The pictures stay out. Please retype every line below exactly.

* [Listed records]
□ □ □ □ □ □ □
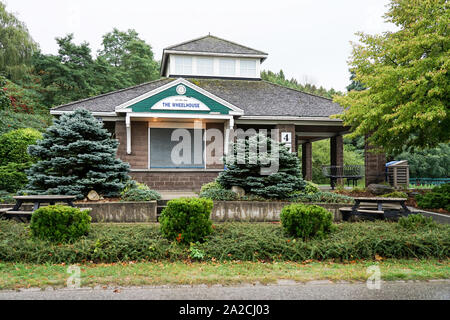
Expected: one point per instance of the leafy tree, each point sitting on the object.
(130, 56)
(16, 45)
(354, 84)
(246, 170)
(407, 78)
(77, 155)
(68, 76)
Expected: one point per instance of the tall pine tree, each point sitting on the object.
(77, 155)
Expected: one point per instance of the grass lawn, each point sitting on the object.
(16, 275)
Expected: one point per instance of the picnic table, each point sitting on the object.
(21, 215)
(372, 207)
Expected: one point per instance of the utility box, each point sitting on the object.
(397, 174)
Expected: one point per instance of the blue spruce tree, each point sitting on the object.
(77, 155)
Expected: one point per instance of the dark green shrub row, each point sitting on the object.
(306, 221)
(415, 222)
(439, 197)
(229, 241)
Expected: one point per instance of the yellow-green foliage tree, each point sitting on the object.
(405, 73)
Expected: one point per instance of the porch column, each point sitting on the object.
(287, 128)
(337, 152)
(375, 163)
(307, 160)
(128, 130)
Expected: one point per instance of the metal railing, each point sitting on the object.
(350, 172)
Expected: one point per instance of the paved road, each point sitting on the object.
(284, 290)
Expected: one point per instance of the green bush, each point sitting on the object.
(10, 120)
(59, 223)
(395, 194)
(416, 221)
(306, 221)
(6, 197)
(187, 219)
(322, 197)
(439, 197)
(135, 191)
(266, 174)
(219, 194)
(211, 185)
(311, 188)
(110, 242)
(13, 177)
(14, 145)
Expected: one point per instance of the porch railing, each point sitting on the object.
(350, 172)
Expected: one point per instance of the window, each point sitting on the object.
(183, 65)
(248, 68)
(205, 66)
(227, 67)
(162, 149)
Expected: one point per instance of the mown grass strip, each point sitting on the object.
(17, 275)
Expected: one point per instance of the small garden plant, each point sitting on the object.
(187, 220)
(416, 221)
(135, 191)
(306, 221)
(60, 223)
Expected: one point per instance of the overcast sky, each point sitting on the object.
(308, 39)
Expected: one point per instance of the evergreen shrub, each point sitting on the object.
(59, 223)
(14, 145)
(252, 171)
(416, 221)
(187, 219)
(77, 155)
(219, 194)
(12, 176)
(306, 221)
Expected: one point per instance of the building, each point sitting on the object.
(208, 84)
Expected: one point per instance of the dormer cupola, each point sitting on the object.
(212, 57)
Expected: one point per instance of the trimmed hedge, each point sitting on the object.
(60, 223)
(306, 221)
(229, 241)
(187, 219)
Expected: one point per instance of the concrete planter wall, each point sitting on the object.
(115, 211)
(260, 211)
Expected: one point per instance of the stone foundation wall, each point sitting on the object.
(175, 180)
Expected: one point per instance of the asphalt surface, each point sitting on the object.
(283, 290)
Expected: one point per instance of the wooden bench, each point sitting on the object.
(372, 208)
(24, 215)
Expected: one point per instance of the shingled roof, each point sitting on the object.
(256, 98)
(214, 44)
□ □ □ □ □ □ □
* [Response area]
Expected: one point per instance of the leafy tree, each point sitting on the object.
(130, 56)
(16, 45)
(354, 84)
(246, 170)
(407, 78)
(77, 155)
(68, 76)
Expected: one point per instance of the tall pine tree, each point sitting on the object.
(77, 155)
Expected: one point per instance of the grass lawn, each point sitting on the object.
(16, 275)
Expected: one point per instance of the picnic table, each point sitting on the object.
(21, 215)
(372, 207)
Expected: one point per instance of the utility box, each point sitting on the object.
(397, 174)
Expected: one point per instance of the blue spruce tree, each point sitting on the object.
(77, 155)
Expected: one point per instance of the dark green shrub row, each point sitting on the object.
(306, 221)
(415, 222)
(439, 197)
(229, 241)
Expected: one point per instance of the yellow-green foliage tree, each point sitting on the object.
(405, 73)
Expected: one point per instance of the porch column, each point sitting on the object.
(287, 128)
(337, 152)
(375, 163)
(307, 160)
(128, 130)
Expected: one point per instance of the metal railing, each point sitting on the object.
(350, 172)
Expected: one point per instance of the paved road, each point sitting on the object.
(284, 290)
Expected: one point per instance of the green bush, each point sitting on the object.
(10, 120)
(59, 223)
(395, 194)
(416, 221)
(306, 221)
(6, 197)
(187, 219)
(322, 197)
(439, 197)
(135, 191)
(266, 174)
(219, 194)
(211, 185)
(311, 188)
(110, 242)
(13, 177)
(14, 145)
Expected: one point per instance of the porch railing, each point sitting on the object.
(350, 172)
Expected: one point per instance of the window, each point sitting on the object.
(183, 65)
(248, 68)
(205, 66)
(227, 67)
(162, 149)
Expected: one point per instance of the mown grass strip, each point sitting on the object.
(17, 275)
Expected: one point per instance of the small garden plant, each point sitting on the object.
(187, 220)
(416, 221)
(135, 191)
(306, 221)
(60, 223)
Expected: one point per instance of the overcast sky, each point sitting on the object.
(308, 39)
Expected: one point per instance of the evergreen shrub, each point sitting on the object.
(59, 223)
(14, 145)
(252, 171)
(416, 221)
(187, 219)
(77, 155)
(219, 194)
(12, 176)
(306, 221)
Expected: one point per instance of the building, each point sitting on the object.
(208, 84)
Expected: one point per instance of the dormer cupola, each point sitting on the object.
(212, 57)
Expected: one point per instance of the trimmed hedge, each point sitting on the object.
(60, 223)
(306, 221)
(229, 241)
(187, 219)
Expected: one point per instance of the concrete planter wall, each point sitting on the object.
(115, 211)
(260, 211)
Expected: one point per instance of the stone foundation wall, each point sitting on the object.
(175, 180)
Expected: one point per instance of the asphalt surface, each point sitting on the object.
(283, 290)
Expected: one point per instance of the wooden bench, each point sitting on the object.
(372, 208)
(24, 215)
Expected: one point per instance of the shingled roof, each point sitting on the object.
(256, 98)
(214, 44)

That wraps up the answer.